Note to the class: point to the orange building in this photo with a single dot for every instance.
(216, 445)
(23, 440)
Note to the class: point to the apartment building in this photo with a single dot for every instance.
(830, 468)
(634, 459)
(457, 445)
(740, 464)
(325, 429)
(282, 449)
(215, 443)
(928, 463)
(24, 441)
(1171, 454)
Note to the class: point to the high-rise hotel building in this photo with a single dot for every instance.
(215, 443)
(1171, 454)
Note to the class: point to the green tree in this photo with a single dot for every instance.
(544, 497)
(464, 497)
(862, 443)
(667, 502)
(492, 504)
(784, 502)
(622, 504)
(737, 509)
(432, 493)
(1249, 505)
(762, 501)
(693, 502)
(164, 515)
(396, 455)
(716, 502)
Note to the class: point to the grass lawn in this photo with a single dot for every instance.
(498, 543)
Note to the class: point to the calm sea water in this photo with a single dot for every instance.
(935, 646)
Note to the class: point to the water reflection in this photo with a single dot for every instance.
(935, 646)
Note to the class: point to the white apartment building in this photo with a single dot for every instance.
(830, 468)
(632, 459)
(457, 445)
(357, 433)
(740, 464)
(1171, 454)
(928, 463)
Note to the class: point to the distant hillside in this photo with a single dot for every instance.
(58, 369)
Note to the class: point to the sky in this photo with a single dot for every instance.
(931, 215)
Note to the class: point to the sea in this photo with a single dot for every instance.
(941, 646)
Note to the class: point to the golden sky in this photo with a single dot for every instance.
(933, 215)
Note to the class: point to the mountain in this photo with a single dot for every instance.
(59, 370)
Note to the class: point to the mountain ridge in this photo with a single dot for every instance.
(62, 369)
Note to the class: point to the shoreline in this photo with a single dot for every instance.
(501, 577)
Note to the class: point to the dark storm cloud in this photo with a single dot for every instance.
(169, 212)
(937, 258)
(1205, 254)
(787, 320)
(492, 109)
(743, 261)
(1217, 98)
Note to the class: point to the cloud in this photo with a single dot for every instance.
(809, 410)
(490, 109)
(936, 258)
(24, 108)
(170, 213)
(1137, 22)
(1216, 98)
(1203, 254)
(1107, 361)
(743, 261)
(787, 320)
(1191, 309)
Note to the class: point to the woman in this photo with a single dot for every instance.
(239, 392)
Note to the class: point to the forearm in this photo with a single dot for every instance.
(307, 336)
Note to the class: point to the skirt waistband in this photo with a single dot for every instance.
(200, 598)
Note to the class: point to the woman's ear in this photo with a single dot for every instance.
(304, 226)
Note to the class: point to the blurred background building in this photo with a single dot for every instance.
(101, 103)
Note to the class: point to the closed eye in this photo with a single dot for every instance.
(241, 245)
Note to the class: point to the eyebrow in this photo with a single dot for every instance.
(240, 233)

_ _ _

Aim of the task: Reproduce all of the entries word for word.

Response to the task:
Note to the class: point to the orange building in this photo with a single dot for every instance.
(216, 445)
(23, 440)
Note to the class: point to the apartment building in this photo with a single dot for every instance.
(830, 468)
(634, 459)
(457, 445)
(740, 464)
(325, 429)
(282, 449)
(215, 443)
(928, 463)
(24, 441)
(1171, 454)
Note to the class: point to the high-rise hotel building in this photo with a single dot for every instance.
(215, 443)
(1171, 454)
Note to the class: point to the green tree in this photo with a single dot for every instance.
(544, 497)
(464, 497)
(862, 443)
(667, 502)
(492, 504)
(784, 502)
(622, 504)
(737, 509)
(432, 493)
(1249, 505)
(762, 501)
(693, 502)
(164, 515)
(396, 455)
(716, 502)
Note to the class: point to the grass lawn in this photo with a single dot for every instance.
(498, 543)
Note to the class: point to the calm sea water in this photo with a single dot for every instance.
(935, 646)
Note to the class: point to the water reflection in this photo with a single dot for every instance.
(935, 646)
Note to the class: point to the white apartment building in this photo with a single dot for every instance.
(830, 468)
(632, 459)
(457, 445)
(357, 433)
(740, 464)
(1171, 454)
(928, 463)
Note to the class: point to the distant hillside in this photo with a single dot for every instance.
(58, 369)
Note to the class: point to the sky in this photo with a single dot for every instance.
(931, 215)
Note to the class: point to the sea in this photo with a single dot for every instance.
(941, 646)
Note to the class: point to the golden sky in this photo with a single dot for every instance.
(933, 215)
Note to the class: point to the mountain in this photo with a single dot for every instance.
(59, 370)
Note to the class: point to the mountain ridge in this photo with a single dot for every instance.
(62, 369)
Note to the class: point to the shoreline in this photo with a single dot for every instance.
(501, 577)
Note to the class: point to the dark storm cloud in this photo with a single dot for every instance.
(169, 212)
(937, 258)
(1205, 254)
(787, 320)
(492, 109)
(743, 261)
(1217, 98)
Note to the class: point to the cloud in this photo with a single dot for every instance.
(809, 410)
(490, 109)
(936, 258)
(24, 108)
(170, 213)
(1137, 22)
(1216, 98)
(1203, 254)
(1107, 361)
(743, 261)
(787, 320)
(1191, 309)
Note to the class: point to the woman in this photo with a single dot for every instance.
(239, 392)
Note to the class: point to the forearm in this photo with a single dot for every instance.
(307, 336)
Note to the class: point to the skirt waistband in this photo with a single dot for every instance.
(200, 598)
Note to the class: point to the woman's ear in this photo with a single dot for every instance.
(304, 226)
Note to the class: point to the blurred background building in this photo with a single dot for every instance.
(101, 103)
Note to the class: point to the closed eye in this photo with a single dot for every instance.
(241, 245)
Note to the class: point to the eyebrow in this photo with a single dot for every instance.
(240, 233)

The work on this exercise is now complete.